* [选段原文]
应城话的夸张其极限直至死。高兴起来说“笑死了”;遇到麻烦说“呕死了”;听到冤枉话则曰“气死了”;摔了一跤,说差点“挞死了”;小孩淘气,父母说,莫把我“磨死了”;事有意外,惊呼“吓死了”;夫妻亲热,说“快活死了”;有老者生病,对前来探望的人谈笑风生,其间也忘不了逗逗自己,“我是住在茅屎隔壁离死(屎)不远了。”这种往“死”里夸张,把应城人的喜怒哀乐,把老百姓的大喜大悲,极致化地宣泄出来。其实,用“死”表达,既是语言的夸大,也是心理的扩张。有笑话说,两夫妻亲热,媳妇说,“快活死了”,婆婆听到了,十分生气,对公公说,“把老子呕死了”,老头子胳膊一扬喊早起做饭的女儿,“上午少打两斤米,死了两个人呢!”这是传统应城人难得的谐虐和放纵。往“死”里夸张,有时甚至咬牙切齿。恨某人,说:“老子整死你”“劈死你”“捶死你”“死也不答应你”;恨么事,说:“老子搞死了也要把你搞团圆”;恨某物,说:“跟老子死开去”。朋友之间,爱得深时,甚至边拥抱边诅咒,“你这个死狗日的,怎么还不死啊?”。用“死”来发泄,也是应城传统话中的常见火花,某人耍赖有人则会鄙薄,“小媳妇吊颈拿死吓人”;批评某人的缺点错误,则常有“死猪”“死狗”的咒怨,还有“死猪不怕开水烫”“鸭子死了嘴壳子硬”“死蛤蟆说出尿来”等等。把一些常见的错误与极刑连在一起尽管有些残酷,但是听话的人可以连喷嚏都不打,满腹坦然。


平民百姓的俏皮话


平民百姓谓俏皮话为“咽气话”。一段时间,歇后语盛行,“屁股头挂炸弹想(响)不得”,十分俏皮,想来让人忍俊不禁。其实,应城也有本土歇后语,不过“外甥打灯笼照旧(舅)”之类,但传统的应城俏皮话不属此类,而是一些即兴的创作,大多为一些反语。母亲让孩子去读书,父亲讥讽“读瞌许”;叫帮忙做点什么事,对曰“做茅厕”;欲吃鸡,无,答“吃筲箕”;问“麻友”:“听头了吗?”“听榔头”;祝某发财,知不可,答“发棺材”;求天下雨,预计无望,会有人接话:“下木鱼”;愿某事成功,不以为然,对曰“成鸡公”。“咽气话”实为“丧气话”,是一种于幽默和无奈之间的调侃。甚至有些大不敬。一农户家穷困潦倒,客人进门即套近乎,“烧火了吗?”主答:“烧薄荷”。

* [数据行]
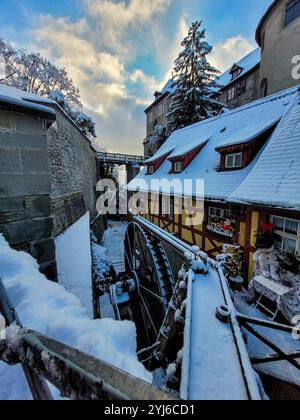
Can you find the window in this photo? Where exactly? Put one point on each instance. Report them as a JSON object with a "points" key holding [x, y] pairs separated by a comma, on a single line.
{"points": [[151, 169], [241, 87], [161, 110], [220, 221], [168, 207], [178, 167], [288, 232], [234, 161], [231, 94], [236, 72], [263, 40], [264, 87], [292, 11]]}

* [练习题目]
在这段谈应城话的选段里,平民百姓把俏皮话叫作什么? 这些数据行与本题毫无关系。

* [作答结果]
叫作“咽气话”。